== Kutipan Teks ==
● ● ● ●

Sistem politik Islam adalah sistem
konstitusional yang dibentuk atas syarat-syarat yang digariskan oleh syariah,
yang merupakan sistem kehidupan yang lengkap dan meliputi semua tatanan sosial.
Syariah menurut al-Maududi adalah persoalan yang meyentu pada aspek
ritual-ritual keagamaan, karakter pribadi, moral, kebiasaan-kebiasaan, hubungan
keluarga, unsur-unsur sosial dan ekonomi, hak-hak dan kewajiban warga, sistem
hukum, hukum perang dan damai serta hubungan internasional, yang diaplikasikan
secara nyata.
Menurut al-Maududi syariah tidak
menkhususkan sifat-sifat stuktural dan fungsi-fungsi sistem politik. Umat Islam
seharusnya mengenbankan metode-metode yang tepat untuk pelaksanaan hukum Islam,
arah metode tersebut tidak bertentangan dengan perintah-perintah syariah,
konsekwensinya para sarjana muslim, dengan mengunakan ijtihad mendukung prinsip
peleburan kekuasaan sebagai metode yang paling tepat untuk merealisasikan
kehendak Allah SWT. Ajaran ini merupakan sumbangan Islam terpenting, terutama
bagi teori politik, peleburan kekuasaan ini menghendaki lembaga-lembaga
eksekutif, legeslatif dan yudikatif harus saling melengkapi dan menjalankan
fungsi melaksanakan kekuasaan otoritatif, memetahkan kebijakan-kebijakan,
menjalankan kekuasaan-kekuasaan menyelesaikan perselisihan yang timbul dari
kekuasaan yang dijalankan.
- Kekuasaan negara dilakukan oleh tiga lembaga atau badan-badan legeslatif, eksekutif, dan yudikatif, adalah ketentuan sebagai berikut:
a) Kepala negara juga merangkap kepala eksekutif merupakan pimpinan
tertinggi Negara yang bertanggung jawab kepada Allah dan kepada rakyatnya.
Dalam melaksanakan tugasnya dia harus berkonsultasi dengan majelis syura yang
mendapatkan kepercayaan dari umat Islam atau lembaga legislative.
b) Keputusan pada majelis syura pada umumnya diambil atas dasar suara
terbanyak, dengan catatan bahwa menurut Islam banyaknya suara bukan ukuran kebenaran.
c) Kepala Negara tidak harus mengikuti pendapat majelis yang
didukung oleh suara terbanyak. Dia dapat mengambil pendapat yang dilakukan
oleh kelompok kecil dari majelis, atau bahkan tidak menghiraukan sama sekali
pendapat-pendapat majelis, baik mayoritas atau minoritas.

● ● ● ●

== Tugas Latihan ==
A: Terjemahkan ke dalam bahasa Inggris kalimat berikut dari kutipan teks: "Keputusan pada majelis syura pada umumnya diambil atas dasar suara terbanyak, dengan catatan bahwa menurut Islam banyaknya suara bukan ukuran kebenaran."
B: Jawab pertanyaan berikut berdasarkan kutipan teks.
(i) Sistem politik Islam dibentuk atas syarat-syarat yang digariskan oleh apa?
(ii) Prinsip apa yang didukung para sarjana muslim dengan menggunakan ijtihad?
(iii) Kepada siapa kepala negara bertanggung jawab?
C: Tentukan apakah setiap pernyataan berikut sesuai dengan kutipan teks. Jawab ya atau tidak, lalu kutip kata-kata penentunya.
(i) Kepala negara wajib mengikuti pendapat majelis yang didukung suara terbanyak.
(ii) Kepala negara juga merangkap kepala eksekutif.
(iii) Kekuasaan negara dilakukan oleh tiga lembaga.

● ● ● ●

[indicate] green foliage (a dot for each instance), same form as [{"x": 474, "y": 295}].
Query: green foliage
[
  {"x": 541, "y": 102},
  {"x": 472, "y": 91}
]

● ● ● ●

== Jawaban Latihan ==
A: Decisions in the majelis syura are generally made on the basis of a majority vote, with the note that according to Islam the number of votes is not a measure of truth.

B:
(i) Syariah.
(ii) Prinsip peleburan kekuasaan.
(iii) Kepada Allah dan kepada rakyatnya.

C:
(i) Tidak: "Kepala Negara tidak harus mengikuti pendapat majelis yang didukung oleh suara terbanyak."
(ii) Ya: "Kepala negara juga merangkap kepala eksekutif"
(iii) Ya: "Kekuasaan negara dilakukan oleh tiga lembaga"